**Directions for this task:** For every line in the records that has the word "below", make a copy.
- Opening Delimiter -
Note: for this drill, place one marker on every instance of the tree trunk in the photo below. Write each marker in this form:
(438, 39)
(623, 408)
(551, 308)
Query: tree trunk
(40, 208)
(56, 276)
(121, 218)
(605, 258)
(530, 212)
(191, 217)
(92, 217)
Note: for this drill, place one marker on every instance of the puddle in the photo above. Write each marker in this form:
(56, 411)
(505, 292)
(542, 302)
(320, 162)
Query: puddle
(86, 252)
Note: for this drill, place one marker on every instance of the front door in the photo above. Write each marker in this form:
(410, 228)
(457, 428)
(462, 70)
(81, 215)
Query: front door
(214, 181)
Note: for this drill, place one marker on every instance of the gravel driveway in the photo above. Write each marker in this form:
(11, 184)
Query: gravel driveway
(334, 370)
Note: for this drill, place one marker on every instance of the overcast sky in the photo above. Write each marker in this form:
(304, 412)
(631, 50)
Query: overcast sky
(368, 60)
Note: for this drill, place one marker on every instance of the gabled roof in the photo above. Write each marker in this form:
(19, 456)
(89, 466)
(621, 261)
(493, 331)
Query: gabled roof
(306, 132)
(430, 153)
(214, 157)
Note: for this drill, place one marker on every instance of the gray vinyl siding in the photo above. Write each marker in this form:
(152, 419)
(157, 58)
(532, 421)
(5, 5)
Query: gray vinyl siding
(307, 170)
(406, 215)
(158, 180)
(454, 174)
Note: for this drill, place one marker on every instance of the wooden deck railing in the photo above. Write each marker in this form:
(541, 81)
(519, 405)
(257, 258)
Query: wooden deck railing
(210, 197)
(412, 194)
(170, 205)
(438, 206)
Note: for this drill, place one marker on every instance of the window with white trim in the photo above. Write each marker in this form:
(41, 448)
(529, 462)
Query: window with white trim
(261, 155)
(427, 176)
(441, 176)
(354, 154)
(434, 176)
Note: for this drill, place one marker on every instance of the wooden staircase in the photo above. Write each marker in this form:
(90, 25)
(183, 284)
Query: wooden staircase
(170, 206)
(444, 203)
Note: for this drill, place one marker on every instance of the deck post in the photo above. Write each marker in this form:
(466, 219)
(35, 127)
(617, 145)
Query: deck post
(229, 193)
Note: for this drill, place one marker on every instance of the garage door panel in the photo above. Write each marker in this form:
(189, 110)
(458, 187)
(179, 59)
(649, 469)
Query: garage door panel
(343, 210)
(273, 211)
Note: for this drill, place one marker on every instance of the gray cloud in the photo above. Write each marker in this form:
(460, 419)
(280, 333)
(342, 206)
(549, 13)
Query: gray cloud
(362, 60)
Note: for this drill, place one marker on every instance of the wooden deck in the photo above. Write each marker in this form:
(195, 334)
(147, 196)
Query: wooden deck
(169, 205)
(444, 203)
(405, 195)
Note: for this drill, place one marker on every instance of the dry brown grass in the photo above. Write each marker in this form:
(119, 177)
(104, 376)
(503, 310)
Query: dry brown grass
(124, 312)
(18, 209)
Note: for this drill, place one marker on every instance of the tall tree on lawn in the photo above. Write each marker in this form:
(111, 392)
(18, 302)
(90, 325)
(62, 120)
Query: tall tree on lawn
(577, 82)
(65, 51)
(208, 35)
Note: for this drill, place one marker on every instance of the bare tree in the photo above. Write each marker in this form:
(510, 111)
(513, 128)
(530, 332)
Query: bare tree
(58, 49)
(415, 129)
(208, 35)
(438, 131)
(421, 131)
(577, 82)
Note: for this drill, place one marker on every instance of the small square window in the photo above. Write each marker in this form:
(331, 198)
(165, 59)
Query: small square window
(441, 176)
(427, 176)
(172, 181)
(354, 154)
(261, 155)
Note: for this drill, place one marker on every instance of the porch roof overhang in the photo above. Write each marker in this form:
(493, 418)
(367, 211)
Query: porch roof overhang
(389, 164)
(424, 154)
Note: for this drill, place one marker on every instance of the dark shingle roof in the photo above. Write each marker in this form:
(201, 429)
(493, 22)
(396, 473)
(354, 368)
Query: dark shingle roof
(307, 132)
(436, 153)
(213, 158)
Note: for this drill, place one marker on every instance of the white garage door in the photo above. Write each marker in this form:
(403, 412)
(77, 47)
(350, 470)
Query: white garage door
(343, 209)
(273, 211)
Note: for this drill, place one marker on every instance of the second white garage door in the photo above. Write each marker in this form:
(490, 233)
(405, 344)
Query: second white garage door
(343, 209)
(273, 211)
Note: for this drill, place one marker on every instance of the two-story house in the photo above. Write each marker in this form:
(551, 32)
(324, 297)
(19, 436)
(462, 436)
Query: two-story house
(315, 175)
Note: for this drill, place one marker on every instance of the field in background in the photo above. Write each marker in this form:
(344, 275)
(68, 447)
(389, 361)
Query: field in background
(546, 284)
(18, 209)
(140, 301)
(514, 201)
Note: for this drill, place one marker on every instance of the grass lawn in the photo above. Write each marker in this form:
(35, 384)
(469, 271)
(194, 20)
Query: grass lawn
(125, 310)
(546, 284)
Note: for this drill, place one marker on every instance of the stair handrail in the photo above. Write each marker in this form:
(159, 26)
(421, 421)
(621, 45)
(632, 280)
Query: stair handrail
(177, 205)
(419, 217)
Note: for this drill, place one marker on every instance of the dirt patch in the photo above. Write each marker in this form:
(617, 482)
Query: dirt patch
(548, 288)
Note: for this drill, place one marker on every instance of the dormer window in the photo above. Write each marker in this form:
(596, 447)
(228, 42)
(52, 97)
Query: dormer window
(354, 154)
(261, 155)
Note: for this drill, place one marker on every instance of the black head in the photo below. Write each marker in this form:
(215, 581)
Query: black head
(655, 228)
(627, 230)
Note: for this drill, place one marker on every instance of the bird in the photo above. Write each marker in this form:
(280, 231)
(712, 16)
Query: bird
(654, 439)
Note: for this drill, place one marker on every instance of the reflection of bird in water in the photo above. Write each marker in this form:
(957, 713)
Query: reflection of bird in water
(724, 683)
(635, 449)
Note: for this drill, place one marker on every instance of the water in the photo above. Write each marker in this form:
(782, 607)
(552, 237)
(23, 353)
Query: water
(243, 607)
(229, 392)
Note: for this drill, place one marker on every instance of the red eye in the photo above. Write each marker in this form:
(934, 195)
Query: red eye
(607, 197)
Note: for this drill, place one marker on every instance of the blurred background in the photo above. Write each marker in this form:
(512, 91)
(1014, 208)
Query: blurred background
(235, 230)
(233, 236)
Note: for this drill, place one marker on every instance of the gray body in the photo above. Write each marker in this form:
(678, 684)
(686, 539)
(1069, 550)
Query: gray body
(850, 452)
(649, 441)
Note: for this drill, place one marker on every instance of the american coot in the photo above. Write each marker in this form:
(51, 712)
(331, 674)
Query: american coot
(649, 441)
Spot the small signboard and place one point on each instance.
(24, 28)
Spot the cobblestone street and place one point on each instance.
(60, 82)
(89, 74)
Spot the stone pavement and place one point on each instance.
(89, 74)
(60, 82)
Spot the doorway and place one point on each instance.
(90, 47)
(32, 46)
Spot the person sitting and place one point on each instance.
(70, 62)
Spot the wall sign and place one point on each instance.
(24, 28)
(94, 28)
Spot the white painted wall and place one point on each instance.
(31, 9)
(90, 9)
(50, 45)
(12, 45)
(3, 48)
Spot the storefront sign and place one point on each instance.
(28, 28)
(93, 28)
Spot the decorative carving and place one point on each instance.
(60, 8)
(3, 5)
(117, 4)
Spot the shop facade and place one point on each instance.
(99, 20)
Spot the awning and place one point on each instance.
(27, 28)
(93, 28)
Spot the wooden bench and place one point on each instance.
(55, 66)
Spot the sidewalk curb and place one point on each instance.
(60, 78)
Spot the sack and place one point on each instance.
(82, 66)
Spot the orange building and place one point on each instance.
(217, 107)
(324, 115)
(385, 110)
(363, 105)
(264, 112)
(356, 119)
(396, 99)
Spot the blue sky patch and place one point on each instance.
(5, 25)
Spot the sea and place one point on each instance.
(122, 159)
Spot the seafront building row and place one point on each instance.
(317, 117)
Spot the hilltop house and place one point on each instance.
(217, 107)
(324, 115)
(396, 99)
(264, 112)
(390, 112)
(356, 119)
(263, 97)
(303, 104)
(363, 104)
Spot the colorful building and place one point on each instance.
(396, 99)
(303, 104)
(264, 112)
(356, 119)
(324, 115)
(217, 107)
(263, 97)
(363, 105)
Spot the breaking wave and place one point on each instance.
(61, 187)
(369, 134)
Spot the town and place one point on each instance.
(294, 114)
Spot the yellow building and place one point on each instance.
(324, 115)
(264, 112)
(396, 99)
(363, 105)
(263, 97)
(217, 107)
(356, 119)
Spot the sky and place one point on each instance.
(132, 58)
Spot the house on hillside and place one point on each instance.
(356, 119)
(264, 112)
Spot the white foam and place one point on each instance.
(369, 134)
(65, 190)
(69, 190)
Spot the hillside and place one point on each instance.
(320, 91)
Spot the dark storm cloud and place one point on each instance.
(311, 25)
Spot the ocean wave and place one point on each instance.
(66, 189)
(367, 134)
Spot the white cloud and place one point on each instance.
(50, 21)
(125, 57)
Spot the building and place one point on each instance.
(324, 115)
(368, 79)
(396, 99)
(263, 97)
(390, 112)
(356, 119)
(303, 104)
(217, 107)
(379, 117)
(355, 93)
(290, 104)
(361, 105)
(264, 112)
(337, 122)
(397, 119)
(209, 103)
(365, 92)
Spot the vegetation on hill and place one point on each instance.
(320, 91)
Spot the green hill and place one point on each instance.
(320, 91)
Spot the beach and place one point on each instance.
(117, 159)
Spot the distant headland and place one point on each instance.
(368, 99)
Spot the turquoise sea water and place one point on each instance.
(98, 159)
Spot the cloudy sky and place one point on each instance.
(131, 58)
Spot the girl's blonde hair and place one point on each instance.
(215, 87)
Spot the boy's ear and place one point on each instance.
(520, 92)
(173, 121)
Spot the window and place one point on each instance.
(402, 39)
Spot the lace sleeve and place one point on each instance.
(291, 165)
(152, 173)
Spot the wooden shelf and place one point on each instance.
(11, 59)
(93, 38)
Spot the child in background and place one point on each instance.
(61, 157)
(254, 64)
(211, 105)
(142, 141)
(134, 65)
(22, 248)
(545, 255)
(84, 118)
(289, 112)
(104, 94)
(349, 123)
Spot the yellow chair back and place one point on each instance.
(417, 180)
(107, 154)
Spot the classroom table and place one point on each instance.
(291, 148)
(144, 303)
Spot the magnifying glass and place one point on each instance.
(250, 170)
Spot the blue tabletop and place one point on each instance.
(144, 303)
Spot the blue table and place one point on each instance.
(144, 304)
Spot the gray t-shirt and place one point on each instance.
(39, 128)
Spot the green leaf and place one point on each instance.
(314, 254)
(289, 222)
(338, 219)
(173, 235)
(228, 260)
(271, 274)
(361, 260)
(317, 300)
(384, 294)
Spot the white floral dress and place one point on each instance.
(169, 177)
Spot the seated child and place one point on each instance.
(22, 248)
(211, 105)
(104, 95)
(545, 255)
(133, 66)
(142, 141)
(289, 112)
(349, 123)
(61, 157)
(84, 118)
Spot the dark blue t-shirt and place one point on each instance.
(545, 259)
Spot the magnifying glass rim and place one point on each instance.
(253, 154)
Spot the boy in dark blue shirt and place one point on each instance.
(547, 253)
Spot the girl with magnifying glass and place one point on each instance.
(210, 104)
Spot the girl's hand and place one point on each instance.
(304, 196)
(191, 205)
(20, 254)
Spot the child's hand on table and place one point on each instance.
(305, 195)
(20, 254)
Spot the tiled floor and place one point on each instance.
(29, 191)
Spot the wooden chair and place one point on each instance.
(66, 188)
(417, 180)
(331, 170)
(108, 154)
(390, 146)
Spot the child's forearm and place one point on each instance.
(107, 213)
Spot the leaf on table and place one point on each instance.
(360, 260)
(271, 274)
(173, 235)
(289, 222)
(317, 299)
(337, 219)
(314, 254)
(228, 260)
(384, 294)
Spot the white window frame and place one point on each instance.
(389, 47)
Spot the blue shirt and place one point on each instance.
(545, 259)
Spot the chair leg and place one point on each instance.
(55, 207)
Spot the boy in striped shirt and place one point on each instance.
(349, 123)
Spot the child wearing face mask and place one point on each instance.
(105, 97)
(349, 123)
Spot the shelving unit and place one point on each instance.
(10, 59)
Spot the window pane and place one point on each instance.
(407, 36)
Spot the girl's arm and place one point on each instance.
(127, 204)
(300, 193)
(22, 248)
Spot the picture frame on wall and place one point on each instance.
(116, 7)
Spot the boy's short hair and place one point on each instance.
- Closing Delimiter -
**Answer:**
Note: for this drill, place one marker on every instance of the tree trunk in the photo below. Write each marker in this form:
Note: for this drill, place one marker on every instance of the black head in the photo below. Write each marker in this form:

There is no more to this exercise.